### PROBLEM
An exact copy of the data is required; the images should not appear in it.

### SOURCE RECORDS
--- START ---

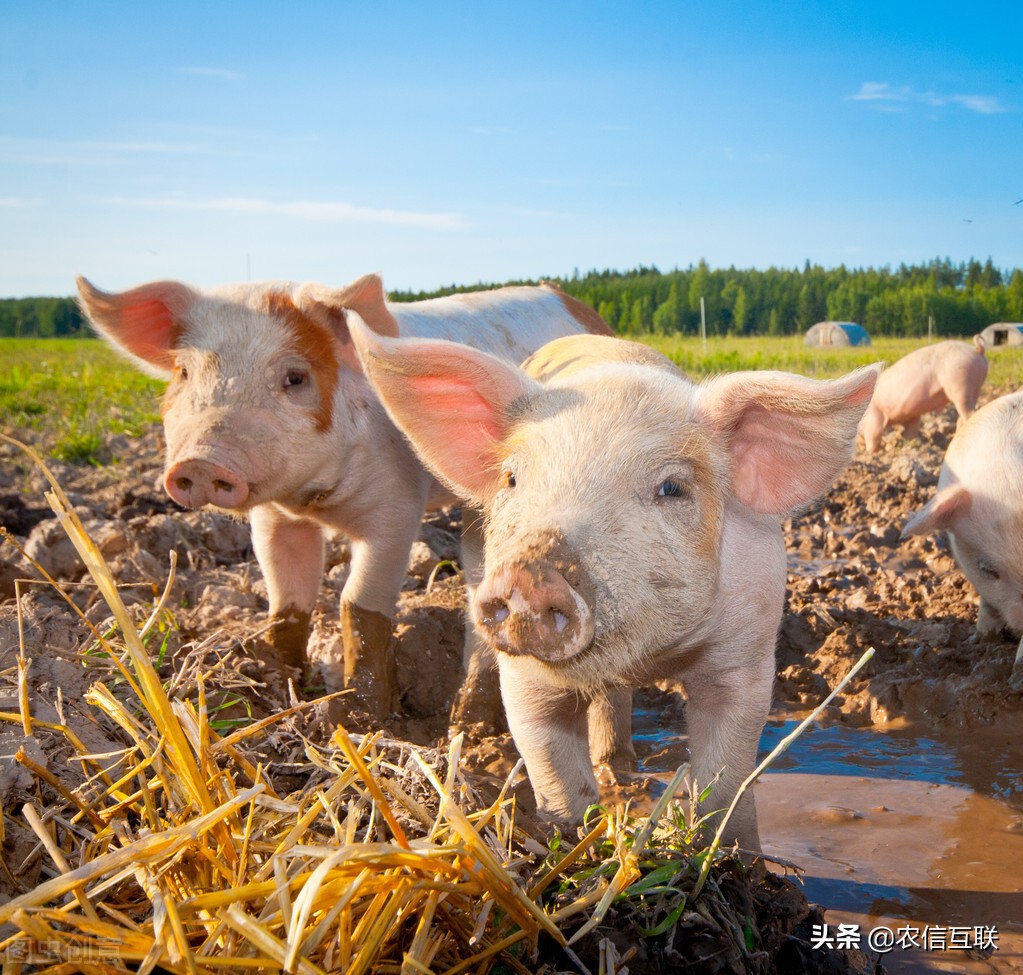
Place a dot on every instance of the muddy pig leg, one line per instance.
(610, 722)
(725, 714)
(380, 562)
(910, 431)
(479, 699)
(548, 725)
(989, 621)
(871, 428)
(290, 551)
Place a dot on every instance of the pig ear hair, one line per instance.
(329, 306)
(144, 322)
(454, 403)
(789, 436)
(940, 513)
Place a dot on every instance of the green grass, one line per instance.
(69, 394)
(789, 354)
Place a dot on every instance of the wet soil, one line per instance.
(852, 584)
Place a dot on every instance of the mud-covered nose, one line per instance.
(533, 610)
(194, 483)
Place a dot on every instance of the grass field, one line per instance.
(69, 394)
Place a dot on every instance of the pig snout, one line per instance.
(193, 483)
(533, 610)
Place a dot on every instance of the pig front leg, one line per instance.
(479, 700)
(290, 551)
(610, 723)
(989, 621)
(549, 728)
(725, 714)
(380, 561)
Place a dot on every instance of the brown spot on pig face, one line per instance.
(315, 345)
(616, 469)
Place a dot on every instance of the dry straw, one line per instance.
(181, 853)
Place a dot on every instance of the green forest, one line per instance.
(962, 299)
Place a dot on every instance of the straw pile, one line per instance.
(180, 853)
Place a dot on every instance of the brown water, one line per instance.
(896, 829)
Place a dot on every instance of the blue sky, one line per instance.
(457, 142)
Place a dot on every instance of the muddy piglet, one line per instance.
(979, 501)
(922, 382)
(267, 414)
(632, 534)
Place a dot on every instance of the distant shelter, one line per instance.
(837, 334)
(1003, 334)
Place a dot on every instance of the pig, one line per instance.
(922, 382)
(979, 501)
(632, 533)
(267, 413)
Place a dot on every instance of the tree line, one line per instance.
(962, 299)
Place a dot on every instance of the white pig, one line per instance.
(979, 501)
(922, 382)
(632, 532)
(267, 412)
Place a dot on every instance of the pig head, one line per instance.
(266, 413)
(632, 532)
(979, 501)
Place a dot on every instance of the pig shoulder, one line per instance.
(509, 322)
(566, 356)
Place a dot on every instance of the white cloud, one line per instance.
(225, 74)
(887, 98)
(301, 210)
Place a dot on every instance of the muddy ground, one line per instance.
(852, 584)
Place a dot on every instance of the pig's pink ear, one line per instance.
(329, 306)
(940, 513)
(452, 402)
(144, 322)
(789, 436)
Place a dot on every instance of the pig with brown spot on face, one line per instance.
(609, 471)
(267, 413)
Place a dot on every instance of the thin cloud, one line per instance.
(224, 74)
(886, 97)
(301, 210)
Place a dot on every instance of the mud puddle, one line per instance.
(893, 829)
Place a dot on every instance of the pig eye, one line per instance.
(673, 488)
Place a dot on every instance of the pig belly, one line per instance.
(915, 403)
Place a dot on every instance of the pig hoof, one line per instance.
(369, 662)
(288, 635)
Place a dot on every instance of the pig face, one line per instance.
(979, 502)
(608, 487)
(253, 390)
(985, 532)
(602, 537)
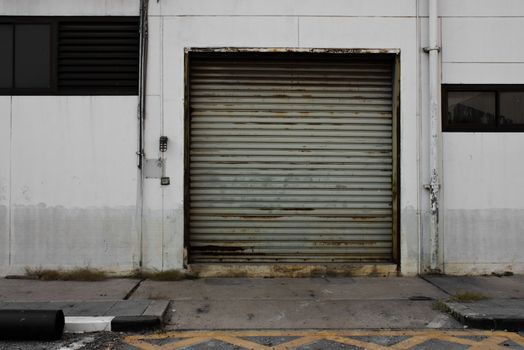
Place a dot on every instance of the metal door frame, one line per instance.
(396, 124)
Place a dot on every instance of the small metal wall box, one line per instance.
(163, 143)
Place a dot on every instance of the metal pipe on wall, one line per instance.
(434, 84)
(142, 79)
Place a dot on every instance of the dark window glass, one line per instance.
(511, 108)
(472, 107)
(6, 56)
(75, 55)
(32, 55)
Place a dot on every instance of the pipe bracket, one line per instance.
(431, 48)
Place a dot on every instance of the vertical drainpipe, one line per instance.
(142, 78)
(434, 84)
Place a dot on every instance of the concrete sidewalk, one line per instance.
(501, 304)
(302, 303)
(87, 306)
(280, 303)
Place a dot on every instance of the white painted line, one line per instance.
(78, 344)
(88, 324)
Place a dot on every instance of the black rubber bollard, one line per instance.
(31, 324)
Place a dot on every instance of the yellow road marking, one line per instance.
(295, 343)
(187, 339)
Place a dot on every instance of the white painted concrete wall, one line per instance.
(483, 202)
(68, 180)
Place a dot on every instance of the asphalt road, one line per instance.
(297, 339)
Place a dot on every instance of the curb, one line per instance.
(87, 324)
(483, 321)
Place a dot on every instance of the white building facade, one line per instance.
(71, 194)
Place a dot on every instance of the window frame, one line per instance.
(497, 89)
(54, 21)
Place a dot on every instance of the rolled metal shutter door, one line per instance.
(290, 159)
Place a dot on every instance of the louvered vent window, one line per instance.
(83, 56)
(98, 55)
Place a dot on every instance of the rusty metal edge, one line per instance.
(295, 270)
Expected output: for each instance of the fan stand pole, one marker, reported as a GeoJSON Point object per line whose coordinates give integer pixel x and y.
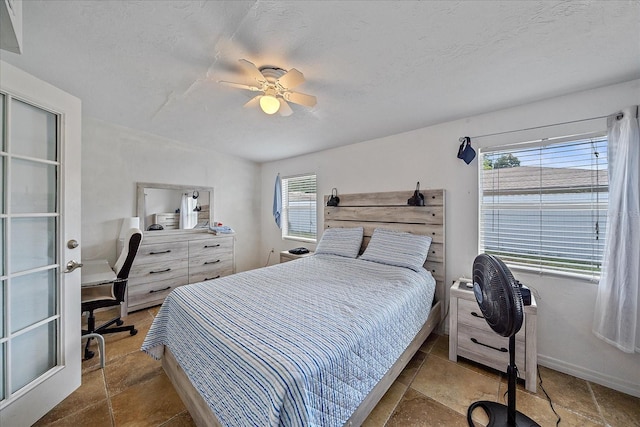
{"type": "Point", "coordinates": [500, 415]}
{"type": "Point", "coordinates": [512, 374]}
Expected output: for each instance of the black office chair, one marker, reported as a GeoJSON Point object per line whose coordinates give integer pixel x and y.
{"type": "Point", "coordinates": [116, 296]}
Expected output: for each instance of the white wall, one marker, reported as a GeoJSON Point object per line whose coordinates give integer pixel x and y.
{"type": "Point", "coordinates": [428, 155]}
{"type": "Point", "coordinates": [115, 159]}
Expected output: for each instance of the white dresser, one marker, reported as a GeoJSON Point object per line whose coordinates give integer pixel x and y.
{"type": "Point", "coordinates": [168, 260]}
{"type": "Point", "coordinates": [471, 337]}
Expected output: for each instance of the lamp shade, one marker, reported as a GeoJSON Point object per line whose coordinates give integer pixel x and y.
{"type": "Point", "coordinates": [127, 224]}
{"type": "Point", "coordinates": [269, 104]}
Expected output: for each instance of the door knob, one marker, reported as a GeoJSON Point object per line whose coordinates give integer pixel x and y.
{"type": "Point", "coordinates": [72, 265]}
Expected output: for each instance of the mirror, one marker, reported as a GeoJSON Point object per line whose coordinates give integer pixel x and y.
{"type": "Point", "coordinates": [167, 207]}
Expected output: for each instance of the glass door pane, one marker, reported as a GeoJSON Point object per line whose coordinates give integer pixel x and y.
{"type": "Point", "coordinates": [30, 331]}
{"type": "Point", "coordinates": [33, 298]}
{"type": "Point", "coordinates": [33, 187]}
{"type": "Point", "coordinates": [32, 243]}
{"type": "Point", "coordinates": [32, 354]}
{"type": "Point", "coordinates": [33, 131]}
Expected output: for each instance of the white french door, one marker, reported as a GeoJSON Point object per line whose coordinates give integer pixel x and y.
{"type": "Point", "coordinates": [39, 217]}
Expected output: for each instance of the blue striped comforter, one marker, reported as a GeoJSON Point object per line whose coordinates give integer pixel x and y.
{"type": "Point", "coordinates": [295, 344]}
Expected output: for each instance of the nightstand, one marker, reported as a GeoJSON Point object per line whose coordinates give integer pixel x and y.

--- END ---

### OUTPUT BELOW
Place a dot on every instance of the muddy pig leg, one line per instance.
(610, 722)
(725, 714)
(380, 562)
(910, 431)
(479, 699)
(548, 725)
(989, 621)
(871, 428)
(290, 551)
Place a dot on every instance of the pig ear hair, one line per instance.
(329, 306)
(144, 322)
(454, 403)
(789, 436)
(940, 513)
Place a dot on every instance of the green grass, one line per instance.
(69, 394)
(789, 354)
Place a dot on every instance of the wet soil, one line per instance.
(852, 584)
Place a dot on every instance of the mud-covered nose, one line per instance.
(533, 610)
(194, 483)
Place a dot on every instance of the grass field, one line per instance.
(69, 394)
Place a dot on every instance of the pig snout, one line per instance.
(193, 483)
(533, 610)
Place a dot on every instance of the pig front leg, one line per instance.
(479, 700)
(290, 551)
(610, 723)
(989, 621)
(549, 728)
(725, 714)
(380, 561)
Place a dot on every instance of the brown spot on pig face, one line per instance.
(315, 345)
(616, 469)
Place a dot on every instance of the dry straw, one line per instance.
(181, 853)
Place a dot on every instance of the green forest, one line per instance.
(962, 299)
Place a dot on every instance of the straw pile, one line per instance.
(180, 853)
Place a dot on every instance of the brown water, one line per instance.
(896, 829)
Place a dot on every instance of the blue sky, one line per instance.
(457, 142)
Place a dot on every instance of the muddy piglet, one line per instance.
(979, 501)
(922, 382)
(267, 414)
(632, 534)
Place a dot on every instance of the distant shelter, one line per instance.
(837, 334)
(1003, 334)
Place a dot on every instance of the pig, one line per instance.
(922, 382)
(979, 501)
(632, 533)
(267, 413)
Place a dot on every instance of the tree line, one line per instance.
(962, 299)
Place a dot on every instance of the white pig, one line per instance.
(979, 501)
(922, 382)
(632, 532)
(267, 412)
Place a dot on every instance of the pig head, one line per instance.
(266, 413)
(632, 532)
(979, 501)
Place a dot on every instance of the pig shoulder, one line per instance.
(509, 322)
(566, 356)
Place a dot on every instance of the white cloud, one line per instance.
(225, 74)
(887, 98)
(301, 210)
Place a dot on every instance of the muddy ground, one line per instance.
(852, 584)
Place a dot on every instance of the pig's pink ear, one line per instance.
(329, 306)
(940, 513)
(452, 402)
(144, 322)
(789, 436)
Place a dot on every instance of the pig with brown spot on face, one line per instance.
(609, 471)
(267, 413)
Place a dot on every instance of the thin cloud, one line per instance.
(224, 74)
(886, 97)
(301, 210)
Place a dot on every instance of the mud puddle, one line per instance.
(893, 829)
Place a dot on every instance of the pig eye, one line per instance.
(673, 488)
Place a dot on every instance of the pig belly, one line per instance.
(915, 403)
Place a dot on every instance of the pig hoof, one line per instance.
(369, 662)
(288, 635)
Place a dot on every instance of the pig face, one line per instance.
(979, 502)
(608, 487)
(253, 390)
(985, 532)
(602, 537)
Place a dot on every instance of the metal door frame, one line per instance.
(396, 124)
Place a dot on every instance of the small metal wall box, one line per instance.
(163, 143)
Place a dot on every instance of the metal pipe on wall, one line per instance.
(434, 84)
(142, 79)
Place a dot on every instance of the dark window glass, one line per instance.
(511, 108)
(472, 107)
(6, 56)
(75, 55)
(32, 55)
Place a dot on every instance of the pipe bracket, one line per instance.
(431, 48)
Place a dot on every instance of the vertical drainpipe, one line per instance.
(142, 78)
(434, 84)
Place a dot on every instance of the concrete sidewalk, one line per instance.
(501, 304)
(302, 303)
(87, 306)
(280, 303)
Place a dot on every instance of the white painted line, one line per instance.
(78, 344)
(88, 324)
Place a dot on every instance of the black rubber bollard, one line per instance.
(31, 324)
Place a dot on every instance of the yellow road marking, one line per instance.
(295, 343)
(187, 339)
Place a dot on every instance of the white painted concrete wall, one line per instance.
(483, 202)
(68, 180)
Place a dot on every instance of the asphalt road, one line per instance.
(297, 339)
Place a dot on every instance of the curb, one line per instance.
(87, 324)
(483, 321)
Place a dot on every instance of the white building facade, one line per instance.
(71, 194)
Place a dot on every instance of the window frame, one line per instance.
(497, 89)
(54, 21)
Place a dot on every instance of the rolled metal shutter door, one line per instance.
(290, 159)
Place a dot on every instance of the louvered vent window, one line per instance.
(83, 56)
(98, 55)
Place a dot on every instance of the rusty metal edge, one line per instance.
(295, 270)
Expected output: for each instance of the fan stand pole, one marker, reported as a GeoJSON Point object per line whose coordinates give integer pixel x and y.
{"type": "Point", "coordinates": [500, 415]}
{"type": "Point", "coordinates": [512, 374]}
Expected output: for each instance of the black office chair, one marker, reported as a GeoJSON Point object per line whose coordinates give integer pixel x and y.
{"type": "Point", "coordinates": [116, 296]}
Expected output: for each instance of the white wall, one marker, reported as a GeoJSON Point object per line whose coordinates give integer pixel x and y.
{"type": "Point", "coordinates": [428, 155]}
{"type": "Point", "coordinates": [115, 159]}
Expected output: for each instance of the white dresser, one marker, reported as a GeoJSON Point object per line whose coordinates give integer pixel x and y.
{"type": "Point", "coordinates": [168, 260]}
{"type": "Point", "coordinates": [471, 337]}
Expected output: for each instance of the lamp shade, one marker, reported as a GeoJSON Point object per line whose coordinates give integer pixel x and y.
{"type": "Point", "coordinates": [127, 224]}
{"type": "Point", "coordinates": [269, 104]}
Expected output: for each instance of the door knob, one marker, reported as a GeoJSON Point object per line whose coordinates give integer pixel x and y.
{"type": "Point", "coordinates": [72, 265]}
Expected output: for each instance of the mirror, one marker, reported as a GeoJSON Point object per line whose coordinates give integer pixel x and y.
{"type": "Point", "coordinates": [167, 207]}
Expected output: for each instance of the glass door pane, one marker, reported as a GeoJSON Point object per line whose coordinates give integer pixel x and y.
{"type": "Point", "coordinates": [30, 331]}
{"type": "Point", "coordinates": [33, 298]}
{"type": "Point", "coordinates": [33, 187]}
{"type": "Point", "coordinates": [32, 243]}
{"type": "Point", "coordinates": [32, 354]}
{"type": "Point", "coordinates": [33, 131]}
Expected output: for each instance of the white french door, one marker, reported as a GeoJSON Point object per line whose coordinates give integer pixel x and y.
{"type": "Point", "coordinates": [39, 217]}
Expected output: for each instance of the blue striped comforter, one marker, reported as a GeoJSON Point object per line whose coordinates give integer pixel x and y.
{"type": "Point", "coordinates": [295, 344]}
Expected output: for each instance of the nightstand, one marker, reported as a GeoJSON Point object per line whose coordinates give integer pixel x and y.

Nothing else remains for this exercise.